Records for the exercise »
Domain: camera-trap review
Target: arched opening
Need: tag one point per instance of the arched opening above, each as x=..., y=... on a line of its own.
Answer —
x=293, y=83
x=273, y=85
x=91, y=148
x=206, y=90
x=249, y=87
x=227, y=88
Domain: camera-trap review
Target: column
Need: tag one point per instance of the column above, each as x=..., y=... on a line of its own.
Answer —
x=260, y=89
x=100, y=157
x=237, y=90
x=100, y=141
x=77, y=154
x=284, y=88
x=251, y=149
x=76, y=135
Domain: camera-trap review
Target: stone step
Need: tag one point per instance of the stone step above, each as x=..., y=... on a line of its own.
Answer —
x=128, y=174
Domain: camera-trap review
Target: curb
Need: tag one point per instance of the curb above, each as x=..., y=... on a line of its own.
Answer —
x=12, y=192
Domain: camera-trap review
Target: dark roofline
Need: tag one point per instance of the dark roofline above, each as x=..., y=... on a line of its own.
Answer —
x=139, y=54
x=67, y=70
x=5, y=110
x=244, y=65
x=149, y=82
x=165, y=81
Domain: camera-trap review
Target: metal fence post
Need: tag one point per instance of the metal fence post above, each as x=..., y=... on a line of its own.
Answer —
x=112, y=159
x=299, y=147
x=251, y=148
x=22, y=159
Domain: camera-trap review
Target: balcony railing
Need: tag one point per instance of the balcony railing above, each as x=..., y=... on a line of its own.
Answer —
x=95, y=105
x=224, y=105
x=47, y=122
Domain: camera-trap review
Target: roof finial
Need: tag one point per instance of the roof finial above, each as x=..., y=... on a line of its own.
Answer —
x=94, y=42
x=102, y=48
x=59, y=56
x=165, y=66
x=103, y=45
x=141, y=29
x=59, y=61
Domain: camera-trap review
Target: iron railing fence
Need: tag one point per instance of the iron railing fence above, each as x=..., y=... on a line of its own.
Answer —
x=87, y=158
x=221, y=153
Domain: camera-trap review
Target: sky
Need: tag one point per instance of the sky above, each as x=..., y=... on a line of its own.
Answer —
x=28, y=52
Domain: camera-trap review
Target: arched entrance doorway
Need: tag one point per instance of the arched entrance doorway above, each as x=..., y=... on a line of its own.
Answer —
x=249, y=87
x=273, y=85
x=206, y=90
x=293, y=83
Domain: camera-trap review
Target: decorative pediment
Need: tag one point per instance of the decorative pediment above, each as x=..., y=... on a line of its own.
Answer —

Given instruction »
Reproduce the full listing exactly.

The reply »
Domain: camera-trap review
Target: arched opening
Need: tag one point per instance of the arched opening above, each as x=..., y=... on a line of its own.
Answer —
x=293, y=83
x=273, y=85
x=91, y=148
x=206, y=90
x=249, y=87
x=227, y=88
Domain: camera-trap review
Target: column
Need: tag one point per instance of the column above, each as x=..., y=... on a line of its own.
Answer —
x=260, y=89
x=100, y=157
x=237, y=90
x=100, y=141
x=77, y=154
x=284, y=88
x=251, y=149
x=76, y=135
Domain: camera-trap review
Target: stone step
Need: tag one point per instance of the stone step above, each as x=..., y=... on a line of its own.
Answer —
x=128, y=174
Domain: camera-trap review
Target: curb
Need: tag one point per instance of the curb above, each as x=..., y=... on a line of its own.
Answer —
x=12, y=192
Domain: camera-trap review
Target: dark roofline
Need: tag one point per instance of the dark roofline above, each as x=..., y=... on a line of its own.
Answer —
x=139, y=54
x=67, y=70
x=5, y=110
x=244, y=65
x=149, y=82
x=165, y=81
Domain: camera-trap review
Target: metal fence post
Need: tag one point per instance of the metal fence post above, each as x=..., y=... on a line of its own.
Answer —
x=112, y=159
x=299, y=147
x=251, y=148
x=22, y=159
Domain: camera-trap review
Target: balcony railing
Need: tag one point per instance of the balcony railing above, each as x=..., y=... on a line of its own.
Answer —
x=95, y=105
x=224, y=105
x=47, y=122
Domain: camera-trap review
Target: roof finial
Need: tag one point per instance of the roof finial above, each as x=..., y=... on a line of its own.
Answer —
x=94, y=42
x=102, y=48
x=59, y=56
x=165, y=66
x=103, y=45
x=141, y=29
x=59, y=61
Domain: camera-trap review
Target: iron railing fence
Need: tag one point per instance of the iron railing fence above, each as x=..., y=... on a line of its own.
Answer —
x=87, y=158
x=221, y=153
Domain: camera-trap review
Target: sky
Need: tag one point per instance of the sky above, each as x=..., y=... on a line of its own.
Answer —
x=28, y=52
Domain: camera-trap review
Target: arched entrance doorway
Need: tag one point per instance of the arched entrance doorway above, each as x=..., y=... on a line of its own.
Answer —
x=249, y=87
x=273, y=85
x=206, y=90
x=293, y=83
Domain: camera-trap review
Target: decorative pediment
Need: tag one point per instance of the decorative pediment above, each as x=..., y=... on a line of its own.
Answer —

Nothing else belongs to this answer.